● AVAILABLE DATA:
+===+

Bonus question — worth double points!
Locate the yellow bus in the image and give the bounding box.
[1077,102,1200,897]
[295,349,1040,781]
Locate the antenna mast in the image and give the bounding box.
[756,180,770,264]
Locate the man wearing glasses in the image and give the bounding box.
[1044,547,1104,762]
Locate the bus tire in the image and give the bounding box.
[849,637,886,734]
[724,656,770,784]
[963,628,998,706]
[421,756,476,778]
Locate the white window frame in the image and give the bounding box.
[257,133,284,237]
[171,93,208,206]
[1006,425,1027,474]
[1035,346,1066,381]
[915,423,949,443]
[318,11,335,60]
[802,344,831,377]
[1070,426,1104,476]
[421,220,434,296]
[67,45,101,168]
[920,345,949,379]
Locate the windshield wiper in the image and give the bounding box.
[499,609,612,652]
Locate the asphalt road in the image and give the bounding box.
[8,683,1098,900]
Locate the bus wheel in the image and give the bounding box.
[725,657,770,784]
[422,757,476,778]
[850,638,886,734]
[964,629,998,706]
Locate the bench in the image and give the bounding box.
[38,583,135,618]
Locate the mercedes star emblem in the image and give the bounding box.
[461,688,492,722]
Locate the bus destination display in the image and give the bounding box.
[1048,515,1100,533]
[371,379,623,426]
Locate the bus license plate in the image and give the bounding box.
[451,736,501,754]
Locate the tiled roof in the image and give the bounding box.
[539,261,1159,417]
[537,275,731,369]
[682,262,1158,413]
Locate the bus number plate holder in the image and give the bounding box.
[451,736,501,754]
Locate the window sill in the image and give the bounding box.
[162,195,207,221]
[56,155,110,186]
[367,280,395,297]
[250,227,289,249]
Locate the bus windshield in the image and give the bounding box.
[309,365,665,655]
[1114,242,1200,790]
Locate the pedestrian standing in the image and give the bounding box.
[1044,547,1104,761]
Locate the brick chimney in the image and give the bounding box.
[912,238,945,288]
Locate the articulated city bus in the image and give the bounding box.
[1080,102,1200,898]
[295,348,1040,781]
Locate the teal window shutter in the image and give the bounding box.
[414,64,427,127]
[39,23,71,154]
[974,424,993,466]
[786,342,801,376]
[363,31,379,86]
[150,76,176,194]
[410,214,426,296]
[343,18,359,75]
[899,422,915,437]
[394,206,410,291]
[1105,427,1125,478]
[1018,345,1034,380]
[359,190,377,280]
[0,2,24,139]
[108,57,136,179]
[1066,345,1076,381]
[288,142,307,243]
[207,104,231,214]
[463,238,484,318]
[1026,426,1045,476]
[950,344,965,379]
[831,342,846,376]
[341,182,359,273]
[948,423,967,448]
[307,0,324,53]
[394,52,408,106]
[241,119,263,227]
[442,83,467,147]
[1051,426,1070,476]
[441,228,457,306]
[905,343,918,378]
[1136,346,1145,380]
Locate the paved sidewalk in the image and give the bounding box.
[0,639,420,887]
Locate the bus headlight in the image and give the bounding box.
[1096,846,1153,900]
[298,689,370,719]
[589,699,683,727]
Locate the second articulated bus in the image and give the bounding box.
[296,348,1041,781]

+===+

● EXERCISE BRIEF: Please set down all the data word for word.

● COMPLETED TASK:
Bonus question — worth double points!
Locate the yellow bus in the image and give the bounding box.
[1077,102,1200,897]
[295,349,1040,781]
Locate the antenna mast in the image and give the bounding box.
[756,180,770,264]
Locate the man wearing glasses in the image and give the bounding box.
[1044,547,1104,762]
Locate the bus tire in the image and give the bounding box.
[849,637,886,734]
[724,656,770,784]
[963,628,998,706]
[421,756,476,778]
Locate the white window frame in the image and give the bounding box.
[257,133,284,237]
[171,93,208,206]
[1006,425,1027,474]
[1035,346,1066,381]
[915,423,949,443]
[318,11,335,60]
[802,344,831,377]
[1070,426,1104,476]
[421,220,434,296]
[67,45,101,168]
[920,345,949,379]
Locate the windshield wiper in the image and give the bounding box.
[499,609,612,652]
Locate the asphalt road in the image and give the bounding box.
[8,683,1098,900]
Locate the bus wheel in the image and give the bounding box.
[725,657,770,784]
[422,757,476,778]
[850,638,886,734]
[964,629,998,706]
Locate the bench in the image and give the bounding box.
[38,583,135,618]
Locate the mercedes star emblem in the image and give the bounding box.
[461,688,492,722]
Locate the bus destination display in the image and give the bounding box.
[1048,515,1100,533]
[371,379,623,426]
Locate the bus license plate in the image and give the bounding box.
[451,736,501,754]
Locate the tiled roof in the image and give the bounding box.
[539,261,1159,417]
[537,275,731,369]
[682,262,1158,413]
Locate the bus number plate holder in the image and give the bounding box.
[451,736,501,754]
Locate the window sill in the image and give the bounding box.
[162,195,207,221]
[56,155,110,186]
[367,280,395,297]
[250,227,289,249]
Locate the bus windshield in the image and give the bounding box.
[309,365,665,655]
[1114,242,1200,790]
Locate the pedestrian standing in the image and give the bounding box.
[1044,547,1104,761]
Locate the brick chimney in the image and give the bounding box.
[912,238,945,288]
Locate the articulated city bus in the image and give the bounding box.
[1080,102,1200,898]
[295,348,1040,781]
Locate the teal window shutter in the image and give the bounding box.
[414,64,427,127]
[39,23,71,154]
[974,424,993,466]
[786,342,801,376]
[363,31,379,86]
[150,76,176,194]
[410,214,426,296]
[343,18,359,75]
[899,422,915,437]
[394,206,410,291]
[1105,427,1125,478]
[1018,345,1034,380]
[359,190,377,280]
[0,2,24,139]
[108,57,136,179]
[1066,345,1076,381]
[288,142,307,243]
[207,104,231,214]
[463,238,484,318]
[1026,426,1045,476]
[950,344,965,379]
[831,342,846,376]
[341,182,359,273]
[948,423,967,448]
[307,0,324,53]
[394,52,408,106]
[241,119,263,227]
[442,83,467,147]
[1051,426,1070,476]
[441,228,457,306]
[905,343,918,378]
[1136,346,1145,380]
Locate the paved sidewalk in the image and give the bounding box.
[0,639,420,887]
Locate the bus headlight in the image and give the bounding box.
[1096,846,1153,900]
[298,689,370,719]
[589,699,683,727]
Locate the second articulated bus in the image and give the bounding box.
[296,348,1041,781]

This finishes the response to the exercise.